* **Task directions**:
Copy the lines below word for word, leaving out the picture.

* **Recorded data**:
↓

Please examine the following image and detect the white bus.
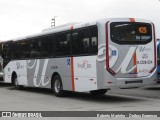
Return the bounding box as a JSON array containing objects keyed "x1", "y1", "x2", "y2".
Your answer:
[{"x1": 1, "y1": 18, "x2": 157, "y2": 96}]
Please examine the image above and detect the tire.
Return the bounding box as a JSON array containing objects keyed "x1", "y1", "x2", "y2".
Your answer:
[
  {"x1": 52, "y1": 75, "x2": 64, "y2": 97},
  {"x1": 13, "y1": 75, "x2": 23, "y2": 90},
  {"x1": 90, "y1": 89, "x2": 107, "y2": 95}
]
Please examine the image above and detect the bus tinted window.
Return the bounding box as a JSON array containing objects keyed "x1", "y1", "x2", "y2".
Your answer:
[
  {"x1": 89, "y1": 26, "x2": 98, "y2": 54},
  {"x1": 72, "y1": 28, "x2": 90, "y2": 55},
  {"x1": 41, "y1": 35, "x2": 54, "y2": 57},
  {"x1": 55, "y1": 32, "x2": 70, "y2": 56},
  {"x1": 110, "y1": 22, "x2": 152, "y2": 44}
]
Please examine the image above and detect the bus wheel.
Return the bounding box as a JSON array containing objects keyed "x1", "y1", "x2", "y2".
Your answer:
[
  {"x1": 90, "y1": 89, "x2": 107, "y2": 95},
  {"x1": 14, "y1": 76, "x2": 23, "y2": 90},
  {"x1": 52, "y1": 75, "x2": 64, "y2": 97}
]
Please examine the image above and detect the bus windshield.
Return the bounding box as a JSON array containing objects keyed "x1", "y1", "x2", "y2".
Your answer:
[{"x1": 110, "y1": 22, "x2": 152, "y2": 44}]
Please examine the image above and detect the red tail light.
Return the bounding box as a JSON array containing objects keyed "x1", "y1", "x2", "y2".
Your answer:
[{"x1": 149, "y1": 23, "x2": 157, "y2": 73}]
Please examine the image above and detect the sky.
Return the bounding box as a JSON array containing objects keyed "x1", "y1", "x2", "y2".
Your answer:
[{"x1": 0, "y1": 0, "x2": 160, "y2": 41}]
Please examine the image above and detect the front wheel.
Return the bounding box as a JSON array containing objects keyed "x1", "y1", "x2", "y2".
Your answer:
[
  {"x1": 52, "y1": 75, "x2": 64, "y2": 97},
  {"x1": 90, "y1": 89, "x2": 107, "y2": 95}
]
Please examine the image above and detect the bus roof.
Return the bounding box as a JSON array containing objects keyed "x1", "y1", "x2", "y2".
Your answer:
[{"x1": 4, "y1": 18, "x2": 150, "y2": 41}]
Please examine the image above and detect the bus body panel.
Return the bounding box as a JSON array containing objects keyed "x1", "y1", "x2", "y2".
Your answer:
[{"x1": 0, "y1": 18, "x2": 156, "y2": 92}]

↑

* **Reply to the task**:
Please examine the following image and detect the white bus.
Return the bounding box as a JSON array containing objects keyed "x1", "y1", "x2", "y2".
Your answer:
[{"x1": 1, "y1": 18, "x2": 157, "y2": 96}]
Please examine the image above and detect the tire.
Return the bounding box as a JSON array containing objects keyed "x1", "y1", "x2", "y2".
Your answer:
[
  {"x1": 52, "y1": 75, "x2": 64, "y2": 97},
  {"x1": 13, "y1": 75, "x2": 23, "y2": 90},
  {"x1": 90, "y1": 89, "x2": 107, "y2": 95}
]
Please examine the image above and detect the bus tinted window.
Return the bounding box as a JSON array containing objects keyed "x1", "y1", "x2", "y2".
Your answer:
[
  {"x1": 89, "y1": 26, "x2": 98, "y2": 54},
  {"x1": 72, "y1": 28, "x2": 90, "y2": 55},
  {"x1": 41, "y1": 35, "x2": 54, "y2": 57},
  {"x1": 55, "y1": 32, "x2": 70, "y2": 56},
  {"x1": 110, "y1": 22, "x2": 152, "y2": 44}
]
Please examine the image above and detect the bus wheel.
Return the bounding box as a JSON array containing objects keyed "x1", "y1", "x2", "y2".
Your answer:
[
  {"x1": 90, "y1": 89, "x2": 107, "y2": 95},
  {"x1": 14, "y1": 76, "x2": 23, "y2": 90},
  {"x1": 52, "y1": 75, "x2": 64, "y2": 97}
]
Please examine the image above and detect the bus windshield.
Return the bounding box as a JSON array containing objects keyed "x1", "y1", "x2", "y2".
Your answer:
[{"x1": 110, "y1": 22, "x2": 152, "y2": 44}]
Please examine the image above and detect the red tail light.
Return the bounding box as a JSON array containing objects keyed "x1", "y1", "x2", "y2".
Your answer:
[{"x1": 149, "y1": 23, "x2": 157, "y2": 73}]
Please examine the image above and detect the sky.
Return the bounding box as a JSON array containing objects keyed "x1", "y1", "x2", "y2".
Your answer:
[{"x1": 0, "y1": 0, "x2": 160, "y2": 41}]
Please examine the image above and detect the front wheel.
Return the bounding box as a JSON array containing objects keyed "x1", "y1", "x2", "y2".
Your answer:
[
  {"x1": 52, "y1": 75, "x2": 64, "y2": 97},
  {"x1": 90, "y1": 89, "x2": 107, "y2": 95}
]
Please examine the image above and detect the bus roof.
Return the bounding box as a JSON array containing objects keyed "x1", "y1", "x2", "y2".
Your answer:
[{"x1": 4, "y1": 18, "x2": 150, "y2": 41}]
Please examine the image above and detect the bus body panel.
Return the bounding box as a JSON array containing objects keyed "x1", "y1", "x2", "y2".
Your answer:
[{"x1": 0, "y1": 18, "x2": 156, "y2": 92}]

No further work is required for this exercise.